Selected excerpt:
▼
Alternative Splicing - the New Snake Oil to Explain 'Human Complexity'
We have been noticing increasingly that various bioinformaticians are chasing alternative splicing in RNAseq data. That qualifies as harmless curiosity just by itself, but when one combines it with additional observation that various ENCODE and GTEx clowns are using alternative splicing to ‘explain’ ‘human complexity’, the situation gets worrisome. On the later point, look no further than a paper published by leading ENCODE clown Mike Snyder last year (covered in Human Transcriptome is Extremely Complex and Snyderome is the Most Complex of All).
The problem started in 2001, when the number of protein-coding genes in human genome fell far short of the expected 100,000 to only 25,000. That was comparable to 20,000 genes in measly worm. The observation deflated the ego of a few bad scientists, who had been looking for other explanations of human complexity ever since. Using alternative splicing to turn that 20,000 to 100,000 splice forms is one method, others being declaring the entire genome as ‘biochemically functional’ and talking incessantly about human long non- coding RNA as something marvelous. Sandwalk blog has a full list.
Here’s the latest list of the sorts of things that may salvage your ego if it has been deflated.
1. Alternative Splicing: We may not have many more genes than a fruit fly but our genes can be rearranged in many different ways and this accounts for why we are much more complex. We have only 25,000 genes but through the magic of alternative splicing we can make 100,000 different proteins. That makes us almost ten times more complex than a fruit fly. (Assuming they don’t do alternative splicing.)
2. Small RNAs: Scientists have miscalculated the number of genes by focusing only on protein encoding genes. Our genome actually contains tens of thousands of genes for small regulatory RNAs. These small RNA molecules combine in very complex ways to control the expression of the more traditional genes. This extra layer of complexity, not found in simple organisms, is what explains the Deflated Ego Problem.
3. Pseudogenes: The human genome contains thousands of apparently inactive genes called pseudogenes. Many of these genes are not extinct genes, as is commonly believed. Instead, they are genes-in-waiting. The complexity of humans is explained by invoking ways of tapping into this reserve to create new genes very quickly.
▲
Source records:
▼
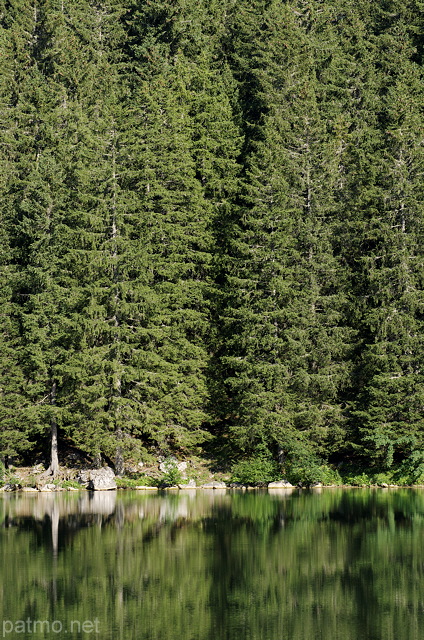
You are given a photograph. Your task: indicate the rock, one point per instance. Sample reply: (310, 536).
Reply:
(172, 463)
(191, 484)
(10, 487)
(38, 468)
(214, 485)
(98, 479)
(280, 484)
(48, 487)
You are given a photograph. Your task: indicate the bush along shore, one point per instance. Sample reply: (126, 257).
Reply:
(172, 474)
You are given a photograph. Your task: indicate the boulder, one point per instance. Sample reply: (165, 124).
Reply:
(236, 485)
(191, 484)
(48, 487)
(10, 487)
(98, 479)
(171, 463)
(280, 484)
(214, 485)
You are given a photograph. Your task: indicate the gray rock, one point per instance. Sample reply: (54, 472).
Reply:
(191, 484)
(214, 485)
(167, 465)
(38, 468)
(48, 487)
(280, 484)
(10, 487)
(98, 479)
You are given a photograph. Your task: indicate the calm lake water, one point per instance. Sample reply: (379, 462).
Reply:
(331, 564)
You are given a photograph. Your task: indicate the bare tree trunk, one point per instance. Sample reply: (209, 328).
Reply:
(54, 457)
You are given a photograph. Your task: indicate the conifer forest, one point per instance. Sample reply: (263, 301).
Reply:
(211, 234)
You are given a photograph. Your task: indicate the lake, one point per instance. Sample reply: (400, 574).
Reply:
(327, 564)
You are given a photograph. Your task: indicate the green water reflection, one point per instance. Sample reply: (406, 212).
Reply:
(343, 565)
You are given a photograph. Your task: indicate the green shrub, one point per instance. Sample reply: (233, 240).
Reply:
(255, 471)
(132, 483)
(329, 476)
(357, 480)
(172, 475)
(30, 481)
(73, 484)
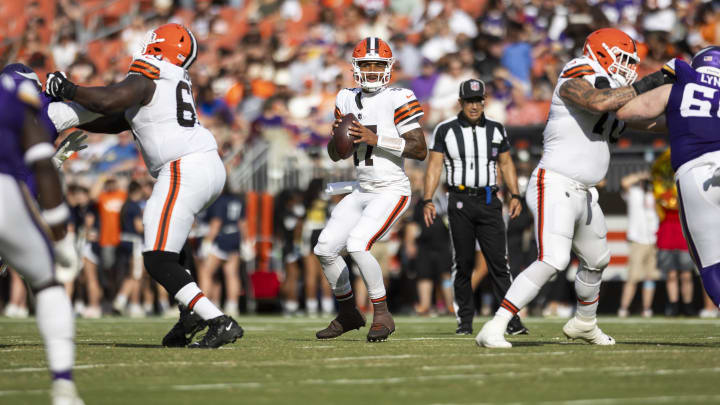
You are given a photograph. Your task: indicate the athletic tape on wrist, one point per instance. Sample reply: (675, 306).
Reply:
(396, 146)
(39, 151)
(57, 215)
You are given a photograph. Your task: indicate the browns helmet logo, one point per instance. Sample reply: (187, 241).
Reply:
(172, 43)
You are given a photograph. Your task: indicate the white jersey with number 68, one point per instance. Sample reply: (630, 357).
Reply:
(389, 112)
(167, 128)
(575, 141)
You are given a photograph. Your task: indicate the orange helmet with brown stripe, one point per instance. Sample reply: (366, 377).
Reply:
(616, 52)
(372, 49)
(172, 43)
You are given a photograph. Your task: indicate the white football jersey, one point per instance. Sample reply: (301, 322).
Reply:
(385, 112)
(575, 141)
(167, 128)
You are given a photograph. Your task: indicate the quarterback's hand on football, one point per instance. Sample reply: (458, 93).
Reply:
(73, 143)
(515, 207)
(429, 213)
(362, 134)
(57, 85)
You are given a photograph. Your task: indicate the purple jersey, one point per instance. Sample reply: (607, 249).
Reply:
(692, 114)
(15, 98)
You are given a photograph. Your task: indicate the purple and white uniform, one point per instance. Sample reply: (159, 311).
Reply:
(24, 243)
(693, 118)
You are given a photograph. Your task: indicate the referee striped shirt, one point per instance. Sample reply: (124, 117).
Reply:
(470, 151)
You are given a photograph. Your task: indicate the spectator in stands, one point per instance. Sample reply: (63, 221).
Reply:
(642, 226)
(221, 247)
(130, 250)
(312, 223)
(429, 249)
(673, 257)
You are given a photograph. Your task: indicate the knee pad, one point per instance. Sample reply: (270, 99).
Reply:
(165, 268)
(599, 263)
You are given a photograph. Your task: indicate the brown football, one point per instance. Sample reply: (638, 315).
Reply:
(342, 138)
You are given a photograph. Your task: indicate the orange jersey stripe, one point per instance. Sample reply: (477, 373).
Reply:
(161, 236)
(541, 204)
(408, 114)
(144, 64)
(398, 208)
(404, 108)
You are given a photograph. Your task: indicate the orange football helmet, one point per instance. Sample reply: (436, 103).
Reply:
(377, 50)
(616, 52)
(172, 43)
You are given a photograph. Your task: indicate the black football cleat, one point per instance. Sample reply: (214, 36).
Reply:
(381, 328)
(516, 327)
(221, 331)
(344, 322)
(185, 329)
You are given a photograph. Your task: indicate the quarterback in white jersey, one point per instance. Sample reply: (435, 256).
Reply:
(155, 102)
(387, 130)
(561, 192)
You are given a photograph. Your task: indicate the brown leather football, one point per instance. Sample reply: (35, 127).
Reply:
(342, 138)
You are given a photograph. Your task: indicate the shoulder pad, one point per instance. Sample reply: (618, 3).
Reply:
(145, 67)
(578, 67)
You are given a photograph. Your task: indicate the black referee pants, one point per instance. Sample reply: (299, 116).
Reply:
(471, 218)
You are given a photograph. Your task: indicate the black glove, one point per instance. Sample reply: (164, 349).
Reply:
(58, 86)
(651, 81)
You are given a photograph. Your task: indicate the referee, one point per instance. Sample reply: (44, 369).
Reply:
(472, 147)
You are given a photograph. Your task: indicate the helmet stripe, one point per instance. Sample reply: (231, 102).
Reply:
(193, 51)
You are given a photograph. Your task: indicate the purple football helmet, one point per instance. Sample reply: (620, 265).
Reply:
(19, 71)
(707, 60)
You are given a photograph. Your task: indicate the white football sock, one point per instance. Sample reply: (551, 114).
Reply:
(311, 305)
(195, 300)
(56, 325)
(371, 273)
(524, 289)
(587, 289)
(337, 274)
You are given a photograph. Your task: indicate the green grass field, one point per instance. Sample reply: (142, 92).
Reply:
(279, 361)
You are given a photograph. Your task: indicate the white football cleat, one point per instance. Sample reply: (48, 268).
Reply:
(587, 331)
(64, 393)
(492, 335)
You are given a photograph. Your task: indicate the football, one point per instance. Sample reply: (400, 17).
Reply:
(342, 138)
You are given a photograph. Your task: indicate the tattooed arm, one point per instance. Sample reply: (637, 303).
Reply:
(580, 93)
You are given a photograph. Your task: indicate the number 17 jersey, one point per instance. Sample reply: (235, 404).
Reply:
(575, 141)
(167, 128)
(389, 112)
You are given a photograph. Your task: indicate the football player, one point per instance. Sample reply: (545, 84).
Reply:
(690, 109)
(155, 102)
(561, 192)
(386, 132)
(25, 233)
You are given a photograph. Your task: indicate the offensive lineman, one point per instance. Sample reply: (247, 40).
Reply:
(561, 192)
(387, 131)
(155, 102)
(690, 107)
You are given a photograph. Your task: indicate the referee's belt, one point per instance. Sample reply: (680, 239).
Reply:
(487, 191)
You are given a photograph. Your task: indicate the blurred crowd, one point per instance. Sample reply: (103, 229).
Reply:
(267, 73)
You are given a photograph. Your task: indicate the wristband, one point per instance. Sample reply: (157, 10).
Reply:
(57, 215)
(396, 146)
(39, 151)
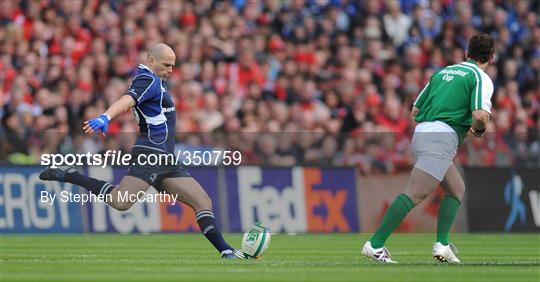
▲
The problem: Print the part of the alternative splicing post that starts with the words "The problem started" and stops after "has been deflated.", copying it word for word. The items were taken from a separate source.

Response for this exercise:
The problem started in 2001, when the number of protein-coding genes in human genome fell far short of the expected 100,000 to only 25,000. That was comparable to 20,000 genes in measly worm. The observation deflated the ego of a few bad scientists, who had been looking for other explanations of human complexity ever since. Using alternative splicing to turn that 20,000 to 100,000 splice forms is one method, others being declaring the entire genome as ‘biochemically functional’ and talking incessantly about human long non- coding RNA as something marvelous. Sandwalk blog has a full list.
Here’s the latest list of the sorts of things that may salvage your ego if it has been deflated.